==== TEXT SECTION ====

Bangladeshi Musician

Shuvro Dev (শুভ্র দেব; born 26 August 1966) is a Bangladeshi musician. He was honoured with Ekushey Padak in 2024, the second-highest civilian award in Bangladesh, for his contribution to music.

==Background==
Born in Sylhet, Dev passed the matriculation exam from Sylhet Government Pilot High School. He completed his MSc in biochemistry from the University of Dhaka. He received the President's Award in music on BTV's "Nutun Kuri" contest in 1978.

==Career==
Dev started his career in the mid-1980s and sang modern romantic songs. He released his first music album Hemiloner Bashiwala in 1984. He also performed duet songs with another Bangladeshi singer, Shakila Zafar. He has sung with duet with Indian singer Alka Yagnik. He was one of the first Bangladeshi artists chosen to have music videos produced by MTV. His telefilm Strir Potro won the best telefilm award at the 2003 Uro Binodon Bichitra Awards.

==== PROVIDED MATERIAL ====

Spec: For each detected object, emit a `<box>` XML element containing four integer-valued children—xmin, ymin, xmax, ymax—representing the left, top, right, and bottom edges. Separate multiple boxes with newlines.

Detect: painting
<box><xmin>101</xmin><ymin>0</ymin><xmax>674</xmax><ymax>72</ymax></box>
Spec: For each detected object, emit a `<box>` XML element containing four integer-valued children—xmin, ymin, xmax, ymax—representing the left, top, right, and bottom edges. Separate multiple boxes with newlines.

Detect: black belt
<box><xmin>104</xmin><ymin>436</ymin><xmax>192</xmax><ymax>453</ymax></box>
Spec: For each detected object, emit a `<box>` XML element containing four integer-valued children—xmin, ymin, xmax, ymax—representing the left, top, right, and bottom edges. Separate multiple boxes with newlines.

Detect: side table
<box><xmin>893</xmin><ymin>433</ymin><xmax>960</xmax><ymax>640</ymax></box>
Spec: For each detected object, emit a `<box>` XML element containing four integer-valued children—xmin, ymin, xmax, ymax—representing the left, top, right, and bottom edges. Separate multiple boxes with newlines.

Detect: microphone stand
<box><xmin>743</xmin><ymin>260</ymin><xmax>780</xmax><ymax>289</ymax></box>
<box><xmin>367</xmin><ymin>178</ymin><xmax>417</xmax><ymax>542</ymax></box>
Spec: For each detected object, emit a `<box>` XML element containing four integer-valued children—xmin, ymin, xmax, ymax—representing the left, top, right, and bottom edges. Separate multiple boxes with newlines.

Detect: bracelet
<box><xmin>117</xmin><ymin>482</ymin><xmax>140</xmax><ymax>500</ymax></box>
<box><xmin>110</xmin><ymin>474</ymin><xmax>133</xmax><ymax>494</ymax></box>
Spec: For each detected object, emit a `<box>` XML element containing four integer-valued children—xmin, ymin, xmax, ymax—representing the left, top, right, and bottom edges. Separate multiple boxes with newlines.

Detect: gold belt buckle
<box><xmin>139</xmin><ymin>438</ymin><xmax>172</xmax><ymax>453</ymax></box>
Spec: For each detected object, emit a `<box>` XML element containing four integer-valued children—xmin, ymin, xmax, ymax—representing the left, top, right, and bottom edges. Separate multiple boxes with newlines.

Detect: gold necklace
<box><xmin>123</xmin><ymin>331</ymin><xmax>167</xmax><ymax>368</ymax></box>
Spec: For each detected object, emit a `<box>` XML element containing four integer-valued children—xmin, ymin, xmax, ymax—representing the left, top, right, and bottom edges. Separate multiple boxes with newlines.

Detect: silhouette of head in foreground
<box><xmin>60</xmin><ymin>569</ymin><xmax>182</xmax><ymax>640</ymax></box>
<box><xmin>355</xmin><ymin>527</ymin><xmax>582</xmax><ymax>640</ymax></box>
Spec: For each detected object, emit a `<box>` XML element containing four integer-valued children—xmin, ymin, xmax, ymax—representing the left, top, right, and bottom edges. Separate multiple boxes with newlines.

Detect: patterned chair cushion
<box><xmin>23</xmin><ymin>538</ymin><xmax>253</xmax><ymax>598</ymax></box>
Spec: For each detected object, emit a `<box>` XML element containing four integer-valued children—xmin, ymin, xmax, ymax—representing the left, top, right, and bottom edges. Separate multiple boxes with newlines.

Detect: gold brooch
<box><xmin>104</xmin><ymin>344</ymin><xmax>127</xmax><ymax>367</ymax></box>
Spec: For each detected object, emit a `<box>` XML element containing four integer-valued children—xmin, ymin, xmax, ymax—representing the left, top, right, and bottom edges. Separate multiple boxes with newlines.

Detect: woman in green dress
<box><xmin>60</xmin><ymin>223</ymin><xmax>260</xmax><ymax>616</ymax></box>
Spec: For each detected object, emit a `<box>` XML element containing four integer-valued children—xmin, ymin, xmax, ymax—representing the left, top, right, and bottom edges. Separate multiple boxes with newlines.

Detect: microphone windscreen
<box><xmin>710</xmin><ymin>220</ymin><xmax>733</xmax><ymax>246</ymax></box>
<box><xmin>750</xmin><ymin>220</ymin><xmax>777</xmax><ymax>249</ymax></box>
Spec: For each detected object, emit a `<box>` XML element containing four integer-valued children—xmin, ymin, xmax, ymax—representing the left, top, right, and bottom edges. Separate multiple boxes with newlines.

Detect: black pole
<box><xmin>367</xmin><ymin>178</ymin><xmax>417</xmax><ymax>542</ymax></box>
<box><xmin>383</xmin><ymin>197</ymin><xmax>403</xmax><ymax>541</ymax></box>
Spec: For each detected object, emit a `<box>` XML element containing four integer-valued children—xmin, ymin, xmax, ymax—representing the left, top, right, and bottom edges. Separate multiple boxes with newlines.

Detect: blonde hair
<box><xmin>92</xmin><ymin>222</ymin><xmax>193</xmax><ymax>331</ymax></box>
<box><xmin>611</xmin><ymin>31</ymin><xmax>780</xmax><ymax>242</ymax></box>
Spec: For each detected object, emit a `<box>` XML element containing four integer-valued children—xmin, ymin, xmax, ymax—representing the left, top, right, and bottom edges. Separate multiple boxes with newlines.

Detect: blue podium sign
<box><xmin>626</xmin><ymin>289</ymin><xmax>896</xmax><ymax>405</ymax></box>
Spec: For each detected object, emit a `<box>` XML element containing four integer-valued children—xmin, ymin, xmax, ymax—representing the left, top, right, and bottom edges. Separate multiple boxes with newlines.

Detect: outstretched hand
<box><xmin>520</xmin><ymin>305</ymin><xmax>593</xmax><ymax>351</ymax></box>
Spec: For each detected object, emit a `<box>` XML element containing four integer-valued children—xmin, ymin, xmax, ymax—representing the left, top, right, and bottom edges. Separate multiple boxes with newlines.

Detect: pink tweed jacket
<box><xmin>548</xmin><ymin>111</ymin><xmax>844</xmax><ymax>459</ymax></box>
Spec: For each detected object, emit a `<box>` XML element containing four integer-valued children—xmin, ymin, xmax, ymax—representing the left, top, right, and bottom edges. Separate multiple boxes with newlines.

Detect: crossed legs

====

--- QUESTIONS ---
1 > List every award named in the biography of Shuvro Dev.
2 > According to the biography of Shuvro Dev, what degree did he complete at the University of Dhaka?
3 > Write a continuation of the biography of Shuvro Dev, starting after its last sentence.

--- LIST OF ANSWERS ---
1 >
- Ekushey Padak (2024)
- President's Award in music, from BTV's "Nutun Kuri" contest (1978)
- Best telefilm award at the 2003 Uro Binodon Bichitra Awards, won by Strir Potro

2 > An MSc in biochemistry.

3 >
==Discography==
As of June 2014, Dev released total 25 albums. Some of them are “Hamiloner Banshiwala”, “Jewel Shmoroney”, “Jey Banshi Bhengey Gechhey”, “Kono Ek Shondhaye”, “Chhowa”, “Shesh Chithi”, “Shada Kagoj”, “Amar Bhalobasha”, “Buk-er Jomin”, “Priyojon”, “Bondhon”, “Bhabtey Parina”, “Mon-e Porey”, “Chompaboti”, “Mon-er Thikana”, “Lolita”, “Swapnolokey Tumi”, “Sharthopor”, and “Tumi Aar Ami”.

His album Lolita was composed by Bidit Lal Das.